Answer with one number only: the count of lines below that hold the word "small".

EXERCISE DATA =
........

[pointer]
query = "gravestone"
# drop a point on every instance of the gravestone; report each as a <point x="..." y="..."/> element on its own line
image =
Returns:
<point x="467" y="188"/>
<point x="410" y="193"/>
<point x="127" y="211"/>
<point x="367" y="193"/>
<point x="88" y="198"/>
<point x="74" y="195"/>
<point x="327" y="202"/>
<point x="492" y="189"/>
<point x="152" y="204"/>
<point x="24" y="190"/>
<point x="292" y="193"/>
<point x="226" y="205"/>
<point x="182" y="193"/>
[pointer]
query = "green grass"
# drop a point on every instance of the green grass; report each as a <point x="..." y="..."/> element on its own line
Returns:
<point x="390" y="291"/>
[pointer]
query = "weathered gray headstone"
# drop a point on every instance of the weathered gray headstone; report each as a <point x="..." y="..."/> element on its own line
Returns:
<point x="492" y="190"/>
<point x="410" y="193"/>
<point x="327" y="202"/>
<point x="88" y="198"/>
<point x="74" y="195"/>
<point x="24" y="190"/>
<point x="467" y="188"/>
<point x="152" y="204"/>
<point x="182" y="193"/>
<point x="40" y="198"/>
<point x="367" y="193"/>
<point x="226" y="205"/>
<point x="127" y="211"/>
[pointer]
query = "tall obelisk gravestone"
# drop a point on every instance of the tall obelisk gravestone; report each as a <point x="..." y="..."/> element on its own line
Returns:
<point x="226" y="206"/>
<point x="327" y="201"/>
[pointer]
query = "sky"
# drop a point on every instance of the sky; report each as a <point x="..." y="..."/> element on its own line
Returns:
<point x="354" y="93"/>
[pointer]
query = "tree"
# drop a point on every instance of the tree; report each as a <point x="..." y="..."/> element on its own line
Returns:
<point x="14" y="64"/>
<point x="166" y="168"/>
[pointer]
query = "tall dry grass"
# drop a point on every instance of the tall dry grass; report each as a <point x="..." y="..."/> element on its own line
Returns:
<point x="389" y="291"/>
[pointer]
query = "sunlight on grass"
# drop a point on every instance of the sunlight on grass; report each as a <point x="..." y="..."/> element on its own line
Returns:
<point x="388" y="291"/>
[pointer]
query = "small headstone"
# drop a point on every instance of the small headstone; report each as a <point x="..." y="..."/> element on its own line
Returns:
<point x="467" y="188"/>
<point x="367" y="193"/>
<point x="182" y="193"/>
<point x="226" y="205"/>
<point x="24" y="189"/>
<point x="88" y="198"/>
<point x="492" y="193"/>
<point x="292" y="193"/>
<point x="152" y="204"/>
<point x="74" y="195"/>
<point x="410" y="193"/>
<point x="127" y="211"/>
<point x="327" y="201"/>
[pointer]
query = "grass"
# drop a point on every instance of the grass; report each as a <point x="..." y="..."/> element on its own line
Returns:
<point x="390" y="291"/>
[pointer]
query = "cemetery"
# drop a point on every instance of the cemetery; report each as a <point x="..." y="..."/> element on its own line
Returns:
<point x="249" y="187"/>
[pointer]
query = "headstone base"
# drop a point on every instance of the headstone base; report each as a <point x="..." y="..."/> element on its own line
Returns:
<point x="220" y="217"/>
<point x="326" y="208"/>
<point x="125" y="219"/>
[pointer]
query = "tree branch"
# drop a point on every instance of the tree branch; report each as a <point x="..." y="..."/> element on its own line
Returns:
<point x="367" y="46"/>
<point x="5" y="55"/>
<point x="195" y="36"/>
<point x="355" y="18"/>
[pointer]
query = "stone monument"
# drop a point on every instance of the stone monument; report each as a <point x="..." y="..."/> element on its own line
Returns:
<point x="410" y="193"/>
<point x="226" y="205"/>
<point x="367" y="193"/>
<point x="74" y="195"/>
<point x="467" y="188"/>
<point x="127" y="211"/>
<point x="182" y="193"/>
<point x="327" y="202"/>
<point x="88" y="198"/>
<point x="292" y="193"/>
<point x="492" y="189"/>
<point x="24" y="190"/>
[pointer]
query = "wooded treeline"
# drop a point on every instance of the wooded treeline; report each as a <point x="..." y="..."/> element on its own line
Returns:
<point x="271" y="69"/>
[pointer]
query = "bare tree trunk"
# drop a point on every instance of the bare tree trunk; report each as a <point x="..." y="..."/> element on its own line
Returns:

........

SOLUTION BELOW =
2